_Set exercise_
Rewrite all the items below as a Markdown table with two columns, No. and Line: each line gets its own numbered row, and blank lines are skipped.

-- START --

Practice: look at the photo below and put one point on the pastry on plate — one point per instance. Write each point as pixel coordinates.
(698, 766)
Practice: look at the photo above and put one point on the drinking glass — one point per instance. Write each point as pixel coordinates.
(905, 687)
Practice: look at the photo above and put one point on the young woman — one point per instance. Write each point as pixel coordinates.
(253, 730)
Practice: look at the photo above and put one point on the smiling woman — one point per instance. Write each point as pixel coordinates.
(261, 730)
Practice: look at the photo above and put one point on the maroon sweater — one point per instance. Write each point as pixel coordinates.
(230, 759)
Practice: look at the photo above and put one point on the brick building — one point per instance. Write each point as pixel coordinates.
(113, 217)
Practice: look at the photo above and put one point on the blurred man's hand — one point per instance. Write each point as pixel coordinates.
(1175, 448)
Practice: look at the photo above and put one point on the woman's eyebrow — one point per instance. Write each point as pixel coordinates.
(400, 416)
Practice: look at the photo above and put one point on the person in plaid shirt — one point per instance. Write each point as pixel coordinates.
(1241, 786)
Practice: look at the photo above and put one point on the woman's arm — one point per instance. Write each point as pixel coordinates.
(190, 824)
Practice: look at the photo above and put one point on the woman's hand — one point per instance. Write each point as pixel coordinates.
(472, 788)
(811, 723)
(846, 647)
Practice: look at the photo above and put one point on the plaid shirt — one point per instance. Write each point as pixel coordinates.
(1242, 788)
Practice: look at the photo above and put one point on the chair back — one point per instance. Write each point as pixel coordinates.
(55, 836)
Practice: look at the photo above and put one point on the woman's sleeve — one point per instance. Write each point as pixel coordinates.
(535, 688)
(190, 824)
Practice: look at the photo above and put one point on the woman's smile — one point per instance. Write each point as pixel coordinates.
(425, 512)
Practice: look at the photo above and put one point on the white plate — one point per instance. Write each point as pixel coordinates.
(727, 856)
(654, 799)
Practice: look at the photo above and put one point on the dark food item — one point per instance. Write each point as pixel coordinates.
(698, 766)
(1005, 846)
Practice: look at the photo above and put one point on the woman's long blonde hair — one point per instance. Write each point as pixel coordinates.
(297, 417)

-- END --

_Written answer_
| No. | Line |
|---|---|
| 1 | Practice: look at the photo below and put one point on the pastry on plate — one point per instance. Write each point as pixel coordinates. |
| 2 | (698, 766) |
| 3 | Practice: look at the photo above and put one point on the drinking glass — one point per instance. Write each point as pixel coordinates. |
| 4 | (905, 687) |
| 5 | Practice: look at the photo above and put one point on the young woman — one point per instance. Write each point as pixel coordinates. |
| 6 | (253, 730) |
| 7 | Practice: look at the photo above and put one point on the smiling woman — one point per instance. Write each point as pixel coordinates. |
| 8 | (261, 730) |
| 9 | Practice: look at the photo above and put one point on the maroon sweater — one point per instance. Write each point as pixel coordinates. |
| 10 | (230, 759) |
| 11 | Practice: look at the photo above and put one point on the brick building — one point per instance. Write each point as pixel coordinates. |
| 12 | (113, 217) |
| 13 | Practice: look at the photo above and put one point on the blurred man's hand — one point per instance. Write each point as pixel coordinates. |
| 14 | (1175, 448) |
| 15 | Practice: look at the photo above and put one point on the woman's eyebrow — one point per instance. Write each point as pixel coordinates. |
| 16 | (400, 416) |
| 17 | Practice: look at the photo above and put one point on the person in plaid shirt — one point per instance. Write each point as pixel coordinates. |
| 18 | (1241, 786) |
| 19 | Practice: look at the photo above and put one point on the woman's arm — one point per instance. Write each point as pixel coordinates. |
| 20 | (190, 824) |
| 21 | Practice: look at the photo above and put one point on the woman's hand — one point per instance. Write each point as pixel coordinates. |
| 22 | (472, 788) |
| 23 | (811, 723) |
| 24 | (846, 647) |
| 25 | Practice: look at the photo above and put one point on the plaid shirt — one point per instance. Write each point as pixel coordinates. |
| 26 | (1242, 788) |
| 27 | Practice: look at the photo above and put one point on the chair back — one point per instance. Write each point as pixel coordinates. |
| 28 | (55, 836) |
| 29 | Practice: look at the photo above and put one point on the woman's sleeve — one point per instance. Write each point as pixel coordinates. |
| 30 | (535, 688) |
| 31 | (190, 824) |
| 32 | Practice: look at the photo above and put one point on the woman's smile — one point per instance. Write each point as pixel coordinates. |
| 33 | (425, 512) |
| 34 | Practice: look at the photo above and put one point on the white plate — one point per instance. Write each point as pixel coordinates. |
| 35 | (727, 856) |
| 36 | (654, 799) |
| 37 | Practice: look at the photo above and put one point on the dark food item — one point per instance. Write each point as pixel coordinates. |
| 38 | (698, 766) |
| 39 | (1005, 846) |
| 40 | Practice: look at the photo above and put one point on the woman's long blonde hair — one point per instance. Write each point as pixel coordinates. |
| 41 | (297, 417) |